(Work instruction):
Transcribe the data below in full, exactly.

(Extracted data):
=-=-=-=-=
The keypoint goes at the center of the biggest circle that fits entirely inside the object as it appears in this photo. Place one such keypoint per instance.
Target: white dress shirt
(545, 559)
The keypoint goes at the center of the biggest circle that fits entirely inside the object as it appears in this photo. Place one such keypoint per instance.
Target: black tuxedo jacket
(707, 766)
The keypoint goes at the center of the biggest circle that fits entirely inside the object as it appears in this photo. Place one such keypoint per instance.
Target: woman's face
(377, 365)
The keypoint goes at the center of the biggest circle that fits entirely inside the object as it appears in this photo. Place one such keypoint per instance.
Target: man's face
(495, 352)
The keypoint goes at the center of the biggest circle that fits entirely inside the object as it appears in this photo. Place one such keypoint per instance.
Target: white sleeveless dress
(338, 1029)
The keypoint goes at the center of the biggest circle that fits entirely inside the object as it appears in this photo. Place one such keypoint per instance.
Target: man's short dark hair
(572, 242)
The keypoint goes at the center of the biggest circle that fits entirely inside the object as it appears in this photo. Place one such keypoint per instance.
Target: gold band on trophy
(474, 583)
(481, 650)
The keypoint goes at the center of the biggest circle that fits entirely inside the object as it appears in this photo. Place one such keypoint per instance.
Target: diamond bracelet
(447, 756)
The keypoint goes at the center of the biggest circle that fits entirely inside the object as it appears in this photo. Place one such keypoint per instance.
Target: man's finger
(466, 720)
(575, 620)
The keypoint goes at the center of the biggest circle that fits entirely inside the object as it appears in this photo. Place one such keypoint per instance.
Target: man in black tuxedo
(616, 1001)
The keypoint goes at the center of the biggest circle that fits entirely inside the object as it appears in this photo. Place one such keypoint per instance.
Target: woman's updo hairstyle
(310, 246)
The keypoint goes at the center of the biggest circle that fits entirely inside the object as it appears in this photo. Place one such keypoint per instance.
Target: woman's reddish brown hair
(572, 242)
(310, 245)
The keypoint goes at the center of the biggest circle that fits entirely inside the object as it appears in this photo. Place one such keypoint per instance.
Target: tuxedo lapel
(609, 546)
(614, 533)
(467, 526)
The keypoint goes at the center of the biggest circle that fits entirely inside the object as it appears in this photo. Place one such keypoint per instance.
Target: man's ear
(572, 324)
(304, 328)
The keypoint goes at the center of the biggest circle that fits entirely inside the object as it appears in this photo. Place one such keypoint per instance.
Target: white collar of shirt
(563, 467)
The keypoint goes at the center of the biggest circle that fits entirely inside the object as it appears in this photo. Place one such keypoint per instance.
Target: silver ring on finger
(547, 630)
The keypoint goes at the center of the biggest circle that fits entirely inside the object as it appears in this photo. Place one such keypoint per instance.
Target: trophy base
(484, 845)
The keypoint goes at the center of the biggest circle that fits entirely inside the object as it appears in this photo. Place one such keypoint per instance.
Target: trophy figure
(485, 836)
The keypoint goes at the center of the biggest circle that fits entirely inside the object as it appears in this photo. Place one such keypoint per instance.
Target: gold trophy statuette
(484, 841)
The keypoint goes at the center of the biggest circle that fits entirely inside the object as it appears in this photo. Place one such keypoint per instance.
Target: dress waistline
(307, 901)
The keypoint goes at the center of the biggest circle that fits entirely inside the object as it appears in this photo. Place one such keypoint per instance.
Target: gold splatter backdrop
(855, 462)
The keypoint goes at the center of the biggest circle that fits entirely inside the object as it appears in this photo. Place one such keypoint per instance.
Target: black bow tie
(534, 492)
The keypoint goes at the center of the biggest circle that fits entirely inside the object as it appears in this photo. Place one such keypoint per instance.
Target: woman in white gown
=-=-=-=-=
(Response to this exercise):
The keypoint goes at the center of the biggest circle that fits entirely inside the object as it appears in this photo. Place one such keypoint per instance.
Target: white dress shirt
(545, 559)
The keypoint goes at the center of the biggest circle that fits entirely inside the object as it appears in this photo. Place one such keypoint per instance.
Target: black tuxedo jacket
(707, 766)
The keypoint goes at the center of the biggest circle that fits entirely inside the object as it appears in this photo. Place one such keypoint per instance.
Target: woman's face
(377, 365)
The keypoint goes at the center of the biggest circle that fits entirely inside the object as it appears in this photo. Place one such keypoint per instance.
Target: man's face
(495, 352)
The keypoint goes at the center of the biggest circle that fits entirely inside the object as it appears in this photo. Place one such keypoint per instance.
Target: white sleeveless dress
(338, 1029)
The keypoint goes at the center of the biggest circle that fits entirely inside the object as it appears in this photo. Place one such keypoint per instance.
Target: man's short dark hair
(572, 242)
The keypoint goes at the center of the biggest circle that fits entirely inside the object as it appears in this photo. Place one such keypoint per instance.
Target: gold band on trophy
(474, 583)
(481, 650)
The keypoint goes at the center of the biggest circle that fits entirely inside the object as it appears in this photo. Place one such keypoint per instance.
Target: diamond bracelet
(447, 756)
The keypoint goes at the center of the biggest circle that fits entirely inside the object as it appears in this photo. Place one such keypoint per instance.
Target: man's finger
(466, 720)
(575, 620)
The keypoint goes at the center of the biggest circle that fits entirely inside the object as it appears in this photo. Place one such keypoint per instance.
Target: man in black tuxedo
(616, 1001)
The keypoint goes at the center of the biggest circle that fits entirely inside the object as it appears in this photo. Place one such keypoint per instance.
Target: woman's updo hairstyle
(310, 246)
The keypoint goes at the center of the biggest circle that fits entirely inside the object as it appears in this photo. Place one such keypoint per instance.
Target: woman's reddish brown hair
(572, 242)
(310, 245)
The keypoint goes at the center of the biggest circle that fits entirely inside the object as it appears in this photo. Place one such keypoint per instance.
Target: tuxedo lapel
(609, 546)
(614, 533)
(467, 526)
The keypoint goes at the center of the biggest circle that fits entirely inside the object as it appears in this photo. Place one such keypoint per instance.
Target: man's ear
(572, 324)
(304, 328)
The keypoint goes at the center of the biggest circle that fits entirely inside the object as it appears in this photo. Place one such keypoint per instance.
Target: white collar of shirt
(563, 467)
The keypoint goes at the center of the biggest circle that fits entirely inside the object as it appears in this photo. Place one such keypoint per instance.
Target: silver ring on finger
(547, 630)
The keypoint goes at the center of the biggest circle that fits entirely inside the object as it appears in this photo. Place one such keypoint per instance.
Target: trophy base
(484, 845)
The keypoint goes at the center of the biggest circle that fits entirely inside the object as it appears in this photo. Place one such keypoint per instance.
Target: trophy figure
(485, 836)
The keypoint goes at the center of the biggest circle that fits entirely inside the object as it appears in this photo. Place one such keypoint per instance.
Target: gold trophy statuette
(484, 841)
The keypoint goes at the center of the biggest circle that fits entirely inside the object as it appears in this photo. Place one such keypoint per instance.
Target: dress waistline
(307, 901)
The keypoint goes at the center of the biggest circle that fits entirely inside the object as it appears in this photo. Place one such keypoint per instance.
Target: gold splatter backdrop
(855, 462)
The keypoint goes at the center of the biggest circle that fits entirely inside the object as it appears in this photo. Place one such keypoint per instance.
Target: black bow tie
(534, 492)
The keypoint goes at the center of the biggest circle that fits entirely inside the object as it appears in this photo. Place one such keypoint per instance.
Target: woman in white gown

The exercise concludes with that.